(Records taken from a collection)
|---|

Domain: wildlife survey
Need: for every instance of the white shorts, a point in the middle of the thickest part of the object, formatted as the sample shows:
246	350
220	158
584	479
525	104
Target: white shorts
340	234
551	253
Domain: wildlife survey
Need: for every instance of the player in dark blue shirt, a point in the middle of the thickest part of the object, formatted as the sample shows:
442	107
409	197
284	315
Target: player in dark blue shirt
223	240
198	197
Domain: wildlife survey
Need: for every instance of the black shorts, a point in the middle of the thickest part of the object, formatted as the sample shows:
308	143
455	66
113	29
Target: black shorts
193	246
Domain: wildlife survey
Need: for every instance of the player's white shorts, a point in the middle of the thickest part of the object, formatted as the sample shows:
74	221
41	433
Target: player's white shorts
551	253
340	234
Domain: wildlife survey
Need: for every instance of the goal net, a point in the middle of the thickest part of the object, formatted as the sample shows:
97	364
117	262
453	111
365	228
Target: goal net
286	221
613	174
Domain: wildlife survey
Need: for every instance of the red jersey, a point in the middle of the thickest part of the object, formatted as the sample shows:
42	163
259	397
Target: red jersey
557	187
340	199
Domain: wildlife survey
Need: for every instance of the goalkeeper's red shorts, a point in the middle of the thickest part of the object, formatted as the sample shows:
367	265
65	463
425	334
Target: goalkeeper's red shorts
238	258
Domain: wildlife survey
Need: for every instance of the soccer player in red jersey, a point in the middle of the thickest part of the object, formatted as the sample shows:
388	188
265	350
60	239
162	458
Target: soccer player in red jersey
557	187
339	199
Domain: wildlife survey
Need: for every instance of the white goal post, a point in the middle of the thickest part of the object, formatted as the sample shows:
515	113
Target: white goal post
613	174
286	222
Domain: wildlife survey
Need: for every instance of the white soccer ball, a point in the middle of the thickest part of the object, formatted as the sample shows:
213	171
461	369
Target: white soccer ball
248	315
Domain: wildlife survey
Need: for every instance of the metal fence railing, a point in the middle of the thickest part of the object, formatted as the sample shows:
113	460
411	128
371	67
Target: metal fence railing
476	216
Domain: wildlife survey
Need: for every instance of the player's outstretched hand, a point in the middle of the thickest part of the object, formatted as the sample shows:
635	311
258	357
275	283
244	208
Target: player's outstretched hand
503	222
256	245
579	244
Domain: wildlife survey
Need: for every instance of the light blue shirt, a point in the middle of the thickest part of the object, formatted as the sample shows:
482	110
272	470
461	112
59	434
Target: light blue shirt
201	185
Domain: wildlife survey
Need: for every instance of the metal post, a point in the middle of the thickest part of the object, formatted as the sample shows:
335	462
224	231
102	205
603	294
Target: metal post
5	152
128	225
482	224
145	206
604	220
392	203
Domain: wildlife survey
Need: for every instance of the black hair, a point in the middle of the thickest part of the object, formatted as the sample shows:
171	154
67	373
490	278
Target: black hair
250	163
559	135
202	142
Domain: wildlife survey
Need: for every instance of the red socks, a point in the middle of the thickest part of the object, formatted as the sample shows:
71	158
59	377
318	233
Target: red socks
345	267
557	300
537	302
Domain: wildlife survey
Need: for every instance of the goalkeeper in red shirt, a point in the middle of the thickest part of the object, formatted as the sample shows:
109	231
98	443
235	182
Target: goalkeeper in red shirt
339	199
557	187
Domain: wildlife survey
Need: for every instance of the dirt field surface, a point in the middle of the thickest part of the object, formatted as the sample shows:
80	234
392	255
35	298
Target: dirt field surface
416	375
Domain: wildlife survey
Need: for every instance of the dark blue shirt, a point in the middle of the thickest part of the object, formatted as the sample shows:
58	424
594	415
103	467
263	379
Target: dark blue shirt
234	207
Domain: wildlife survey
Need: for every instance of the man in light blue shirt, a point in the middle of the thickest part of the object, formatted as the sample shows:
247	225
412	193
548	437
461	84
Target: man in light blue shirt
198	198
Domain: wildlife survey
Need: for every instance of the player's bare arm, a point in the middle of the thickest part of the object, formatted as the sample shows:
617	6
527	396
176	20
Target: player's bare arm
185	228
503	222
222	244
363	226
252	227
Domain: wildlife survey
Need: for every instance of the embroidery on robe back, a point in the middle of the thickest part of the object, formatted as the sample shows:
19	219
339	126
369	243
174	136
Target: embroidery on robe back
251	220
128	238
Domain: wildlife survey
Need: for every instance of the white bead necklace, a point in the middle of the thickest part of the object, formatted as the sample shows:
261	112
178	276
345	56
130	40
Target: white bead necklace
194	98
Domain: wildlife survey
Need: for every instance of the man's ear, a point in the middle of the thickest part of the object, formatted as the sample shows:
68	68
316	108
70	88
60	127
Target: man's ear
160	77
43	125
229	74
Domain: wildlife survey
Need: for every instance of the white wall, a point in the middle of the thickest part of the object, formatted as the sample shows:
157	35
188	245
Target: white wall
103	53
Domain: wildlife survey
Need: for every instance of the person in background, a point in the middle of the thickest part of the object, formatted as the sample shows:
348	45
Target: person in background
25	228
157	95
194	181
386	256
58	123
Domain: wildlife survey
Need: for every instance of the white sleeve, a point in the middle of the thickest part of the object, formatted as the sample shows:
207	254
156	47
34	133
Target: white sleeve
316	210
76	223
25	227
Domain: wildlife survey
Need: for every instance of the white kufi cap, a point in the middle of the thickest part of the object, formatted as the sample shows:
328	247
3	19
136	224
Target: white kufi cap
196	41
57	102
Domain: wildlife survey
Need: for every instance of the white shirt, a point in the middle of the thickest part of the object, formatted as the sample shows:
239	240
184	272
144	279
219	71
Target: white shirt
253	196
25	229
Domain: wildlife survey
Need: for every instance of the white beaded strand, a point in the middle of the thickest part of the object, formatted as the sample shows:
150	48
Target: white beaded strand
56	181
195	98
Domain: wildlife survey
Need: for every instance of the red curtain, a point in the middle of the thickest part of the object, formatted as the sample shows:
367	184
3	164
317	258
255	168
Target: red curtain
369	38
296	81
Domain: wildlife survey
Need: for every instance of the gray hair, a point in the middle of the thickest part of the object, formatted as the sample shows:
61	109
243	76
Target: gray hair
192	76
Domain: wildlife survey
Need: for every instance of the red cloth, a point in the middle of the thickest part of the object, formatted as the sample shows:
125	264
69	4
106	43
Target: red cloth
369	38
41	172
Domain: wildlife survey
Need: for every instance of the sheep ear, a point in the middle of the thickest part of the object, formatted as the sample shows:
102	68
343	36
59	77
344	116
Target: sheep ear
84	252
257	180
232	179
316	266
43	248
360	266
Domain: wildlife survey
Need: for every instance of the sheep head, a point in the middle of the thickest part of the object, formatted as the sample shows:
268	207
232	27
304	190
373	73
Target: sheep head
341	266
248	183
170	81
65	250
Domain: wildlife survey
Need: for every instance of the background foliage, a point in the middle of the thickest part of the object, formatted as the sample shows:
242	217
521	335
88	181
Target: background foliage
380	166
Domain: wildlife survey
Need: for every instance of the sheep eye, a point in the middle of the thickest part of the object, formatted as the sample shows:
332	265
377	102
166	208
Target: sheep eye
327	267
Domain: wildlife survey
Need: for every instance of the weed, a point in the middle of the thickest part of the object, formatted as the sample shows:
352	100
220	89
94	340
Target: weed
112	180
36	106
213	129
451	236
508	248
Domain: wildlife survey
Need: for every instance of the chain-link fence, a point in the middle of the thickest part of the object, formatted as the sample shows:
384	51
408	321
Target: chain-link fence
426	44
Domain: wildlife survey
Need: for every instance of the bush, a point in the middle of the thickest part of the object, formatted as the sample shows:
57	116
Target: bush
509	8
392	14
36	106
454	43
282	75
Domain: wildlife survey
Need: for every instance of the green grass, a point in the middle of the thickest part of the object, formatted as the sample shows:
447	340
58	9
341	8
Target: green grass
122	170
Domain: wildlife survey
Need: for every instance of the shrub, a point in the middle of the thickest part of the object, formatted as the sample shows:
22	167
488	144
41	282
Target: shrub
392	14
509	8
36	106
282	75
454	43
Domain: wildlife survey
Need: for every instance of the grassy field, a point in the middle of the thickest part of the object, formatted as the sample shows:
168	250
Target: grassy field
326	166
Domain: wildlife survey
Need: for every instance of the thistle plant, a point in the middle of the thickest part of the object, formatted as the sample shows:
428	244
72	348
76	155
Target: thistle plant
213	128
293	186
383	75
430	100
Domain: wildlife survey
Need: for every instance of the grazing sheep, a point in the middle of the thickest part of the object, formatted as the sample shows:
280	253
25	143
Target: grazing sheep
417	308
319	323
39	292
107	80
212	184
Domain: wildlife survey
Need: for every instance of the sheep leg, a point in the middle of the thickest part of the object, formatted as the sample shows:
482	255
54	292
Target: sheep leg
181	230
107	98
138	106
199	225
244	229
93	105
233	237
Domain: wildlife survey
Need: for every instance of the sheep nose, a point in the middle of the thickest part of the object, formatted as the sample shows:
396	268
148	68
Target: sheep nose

|---|

**PROBLEM STATEMENT:** Count how many lines of the listing above contain the word "green". Reply with only that number.

**WRITTEN ANSWER:** 2